(Beginning of Exercise data)

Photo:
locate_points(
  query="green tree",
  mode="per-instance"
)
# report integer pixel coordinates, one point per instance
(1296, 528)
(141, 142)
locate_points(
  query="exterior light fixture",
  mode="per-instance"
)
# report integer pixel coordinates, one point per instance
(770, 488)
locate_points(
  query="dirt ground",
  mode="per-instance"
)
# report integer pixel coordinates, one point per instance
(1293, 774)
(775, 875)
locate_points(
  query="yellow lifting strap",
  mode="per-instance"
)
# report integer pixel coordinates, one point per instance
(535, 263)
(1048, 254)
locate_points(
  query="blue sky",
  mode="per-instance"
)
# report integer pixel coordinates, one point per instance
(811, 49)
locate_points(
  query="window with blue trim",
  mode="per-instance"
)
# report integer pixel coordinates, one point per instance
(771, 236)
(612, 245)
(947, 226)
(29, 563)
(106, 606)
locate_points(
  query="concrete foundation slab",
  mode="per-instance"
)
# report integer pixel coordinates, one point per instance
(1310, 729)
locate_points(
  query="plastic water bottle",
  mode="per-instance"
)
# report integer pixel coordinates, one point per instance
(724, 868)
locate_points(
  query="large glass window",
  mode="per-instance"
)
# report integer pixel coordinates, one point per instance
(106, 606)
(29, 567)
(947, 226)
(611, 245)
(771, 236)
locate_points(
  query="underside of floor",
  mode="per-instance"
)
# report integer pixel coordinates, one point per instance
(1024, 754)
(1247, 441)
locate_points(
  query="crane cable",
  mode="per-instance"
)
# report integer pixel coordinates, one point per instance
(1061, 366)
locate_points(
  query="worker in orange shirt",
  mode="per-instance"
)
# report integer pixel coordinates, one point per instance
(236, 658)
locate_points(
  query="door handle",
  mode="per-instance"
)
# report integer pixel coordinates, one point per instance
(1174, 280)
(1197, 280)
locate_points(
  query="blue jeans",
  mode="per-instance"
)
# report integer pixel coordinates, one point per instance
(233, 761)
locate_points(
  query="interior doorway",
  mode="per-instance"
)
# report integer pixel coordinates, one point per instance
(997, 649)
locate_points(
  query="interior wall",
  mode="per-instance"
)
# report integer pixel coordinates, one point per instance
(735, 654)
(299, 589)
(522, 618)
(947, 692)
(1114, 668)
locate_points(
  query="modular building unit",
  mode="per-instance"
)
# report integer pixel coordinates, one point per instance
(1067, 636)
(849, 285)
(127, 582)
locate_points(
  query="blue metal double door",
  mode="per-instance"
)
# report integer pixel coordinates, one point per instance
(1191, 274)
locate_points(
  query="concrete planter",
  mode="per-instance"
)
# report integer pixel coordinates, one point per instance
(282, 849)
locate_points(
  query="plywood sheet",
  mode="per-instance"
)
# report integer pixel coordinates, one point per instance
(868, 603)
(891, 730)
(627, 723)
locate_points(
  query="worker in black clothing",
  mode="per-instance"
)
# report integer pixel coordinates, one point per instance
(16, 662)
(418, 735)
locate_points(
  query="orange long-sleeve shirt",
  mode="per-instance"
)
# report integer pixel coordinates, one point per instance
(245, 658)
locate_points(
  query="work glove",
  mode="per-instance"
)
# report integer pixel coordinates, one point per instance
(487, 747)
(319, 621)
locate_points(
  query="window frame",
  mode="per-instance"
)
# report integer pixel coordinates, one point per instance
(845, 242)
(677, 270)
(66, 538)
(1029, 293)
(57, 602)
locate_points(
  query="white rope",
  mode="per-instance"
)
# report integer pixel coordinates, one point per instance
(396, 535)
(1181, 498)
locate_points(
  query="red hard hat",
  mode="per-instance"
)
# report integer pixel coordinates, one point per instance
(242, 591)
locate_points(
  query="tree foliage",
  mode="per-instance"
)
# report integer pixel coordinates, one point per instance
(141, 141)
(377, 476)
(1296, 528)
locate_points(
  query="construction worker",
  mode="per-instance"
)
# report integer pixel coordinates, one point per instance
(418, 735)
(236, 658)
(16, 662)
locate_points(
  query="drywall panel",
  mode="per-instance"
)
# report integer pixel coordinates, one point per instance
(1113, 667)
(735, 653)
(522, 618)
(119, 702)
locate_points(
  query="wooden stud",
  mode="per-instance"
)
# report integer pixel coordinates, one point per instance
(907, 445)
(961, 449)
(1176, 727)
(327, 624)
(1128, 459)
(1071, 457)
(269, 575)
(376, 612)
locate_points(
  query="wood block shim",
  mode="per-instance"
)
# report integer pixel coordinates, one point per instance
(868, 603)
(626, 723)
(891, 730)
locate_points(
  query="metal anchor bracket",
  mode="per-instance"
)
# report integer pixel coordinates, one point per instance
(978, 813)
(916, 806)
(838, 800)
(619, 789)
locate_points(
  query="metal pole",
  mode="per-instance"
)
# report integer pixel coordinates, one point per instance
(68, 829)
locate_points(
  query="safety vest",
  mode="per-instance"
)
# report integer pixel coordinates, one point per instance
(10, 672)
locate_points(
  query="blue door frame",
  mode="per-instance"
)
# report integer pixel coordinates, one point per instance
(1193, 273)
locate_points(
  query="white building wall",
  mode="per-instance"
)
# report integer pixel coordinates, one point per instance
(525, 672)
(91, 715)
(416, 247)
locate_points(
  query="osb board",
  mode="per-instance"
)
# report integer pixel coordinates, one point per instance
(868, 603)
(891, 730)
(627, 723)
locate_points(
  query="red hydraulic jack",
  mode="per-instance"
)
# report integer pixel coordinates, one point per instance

(End of Exercise data)

**Exercise brief:**
Within the entries, determine the count of lines containing the string "concrete" and output it alone.

**Result of this exercise:**
2